* **Referring expression pointing data**:
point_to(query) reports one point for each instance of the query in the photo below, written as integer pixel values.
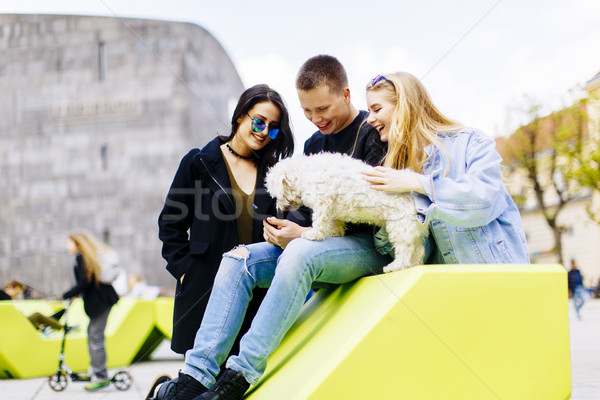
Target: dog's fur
(333, 187)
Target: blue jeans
(96, 345)
(289, 275)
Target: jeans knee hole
(240, 252)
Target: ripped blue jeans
(289, 275)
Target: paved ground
(585, 364)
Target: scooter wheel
(58, 382)
(122, 380)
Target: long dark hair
(278, 148)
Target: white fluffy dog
(333, 187)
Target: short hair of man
(319, 70)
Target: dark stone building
(95, 115)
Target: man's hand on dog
(281, 231)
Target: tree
(543, 149)
(586, 161)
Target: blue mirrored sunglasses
(258, 125)
(379, 78)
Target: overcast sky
(478, 59)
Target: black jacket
(200, 202)
(359, 140)
(97, 298)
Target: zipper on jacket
(217, 182)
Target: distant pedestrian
(576, 289)
(98, 299)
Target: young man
(322, 87)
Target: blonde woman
(454, 172)
(98, 299)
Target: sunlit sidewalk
(585, 350)
(585, 364)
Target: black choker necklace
(235, 153)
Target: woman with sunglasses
(217, 200)
(453, 171)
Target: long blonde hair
(89, 248)
(416, 121)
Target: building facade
(95, 116)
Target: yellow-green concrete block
(25, 353)
(430, 332)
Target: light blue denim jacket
(471, 216)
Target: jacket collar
(213, 160)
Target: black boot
(231, 386)
(184, 387)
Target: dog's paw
(313, 234)
(395, 265)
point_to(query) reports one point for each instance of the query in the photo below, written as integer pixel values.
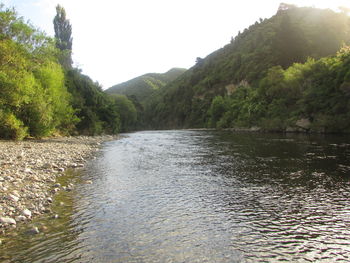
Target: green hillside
(144, 86)
(291, 36)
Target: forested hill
(144, 86)
(238, 71)
(42, 94)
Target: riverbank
(28, 173)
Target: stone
(27, 213)
(7, 220)
(57, 185)
(21, 218)
(13, 198)
(55, 216)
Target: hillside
(291, 36)
(144, 86)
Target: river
(202, 196)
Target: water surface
(204, 196)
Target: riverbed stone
(27, 213)
(29, 170)
(7, 220)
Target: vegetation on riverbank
(254, 81)
(286, 73)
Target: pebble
(13, 198)
(27, 213)
(29, 170)
(55, 216)
(21, 218)
(7, 220)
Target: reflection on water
(199, 196)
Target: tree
(63, 35)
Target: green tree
(127, 111)
(63, 36)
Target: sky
(117, 40)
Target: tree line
(42, 94)
(277, 72)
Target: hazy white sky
(116, 40)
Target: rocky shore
(28, 172)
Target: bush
(11, 127)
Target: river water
(203, 196)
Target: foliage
(33, 98)
(127, 111)
(145, 86)
(11, 127)
(41, 94)
(255, 66)
(318, 91)
(97, 110)
(63, 36)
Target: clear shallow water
(199, 196)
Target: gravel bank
(28, 172)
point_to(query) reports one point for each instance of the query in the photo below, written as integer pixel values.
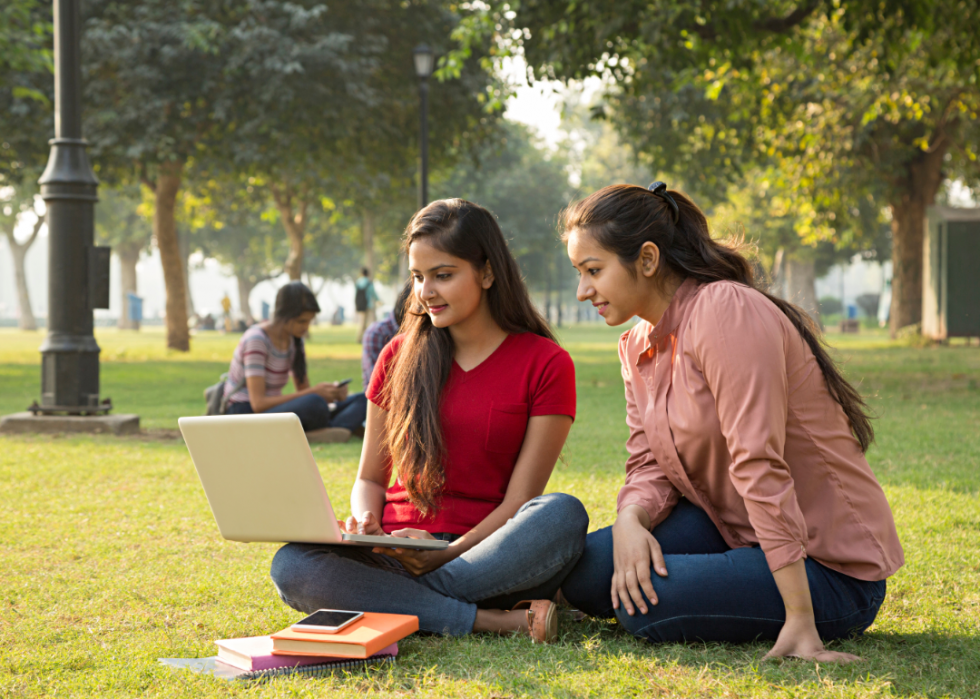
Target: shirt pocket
(506, 428)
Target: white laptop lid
(260, 478)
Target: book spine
(320, 670)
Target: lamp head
(425, 60)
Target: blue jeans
(716, 593)
(527, 558)
(314, 412)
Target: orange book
(362, 639)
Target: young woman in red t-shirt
(470, 407)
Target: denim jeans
(527, 558)
(314, 412)
(716, 593)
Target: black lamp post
(424, 63)
(78, 272)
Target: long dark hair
(414, 436)
(293, 300)
(620, 218)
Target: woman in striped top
(265, 356)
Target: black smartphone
(326, 621)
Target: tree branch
(781, 25)
(772, 25)
(145, 178)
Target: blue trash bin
(135, 304)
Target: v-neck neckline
(467, 374)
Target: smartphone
(326, 621)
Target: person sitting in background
(380, 334)
(265, 356)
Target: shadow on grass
(925, 664)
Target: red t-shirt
(484, 414)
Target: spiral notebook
(216, 668)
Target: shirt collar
(672, 316)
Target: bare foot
(502, 622)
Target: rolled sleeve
(555, 390)
(646, 484)
(747, 377)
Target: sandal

* **WHAT YOU WILL DO**:
Reproduce, exactly and with no pictures, the lines from the line containing "Target: rocky shore" through the closing line of the data above, keeping both ends.

* **ANSWER TO THIS TASK**:
Target: rocky shore
(28, 172)
Target: bush
(11, 127)
Target: river water
(203, 196)
Target: foliage
(33, 98)
(127, 111)
(145, 86)
(11, 127)
(41, 94)
(255, 66)
(318, 91)
(97, 110)
(63, 36)
Target: clear shallow water
(199, 196)
Target: gravel bank
(28, 172)
point_to(query) reports one point for each instance of the query in the photo below, written as integer pixel values.
Target: shirt pocket
(506, 428)
Target: white laptop lid
(260, 478)
Target: book spine
(320, 670)
Target: lamp head
(425, 60)
Target: blue jeans
(716, 593)
(527, 558)
(314, 412)
Target: orange book
(362, 639)
Target: young woman in red t-shirt
(470, 407)
Target: denim jeans
(527, 558)
(314, 412)
(716, 593)
Target: black lamp post
(424, 63)
(78, 272)
Target: long dark hair
(414, 436)
(293, 300)
(620, 218)
Target: woman in striped top
(265, 356)
Target: black smartphone
(326, 621)
Target: tree branch
(781, 25)
(772, 25)
(145, 178)
Target: blue trash bin
(135, 304)
Target: v-neck neckline
(467, 374)
Target: smartphone
(326, 621)
Target: person sitting in background
(380, 334)
(265, 356)
Target: shadow on grass
(925, 664)
Target: red t-shirt
(484, 414)
Target: spiral notebook
(216, 668)
Target: shirt collar
(672, 316)
Target: bare foot
(502, 622)
Target: rolled sleeve
(555, 390)
(646, 484)
(747, 377)
Target: sandal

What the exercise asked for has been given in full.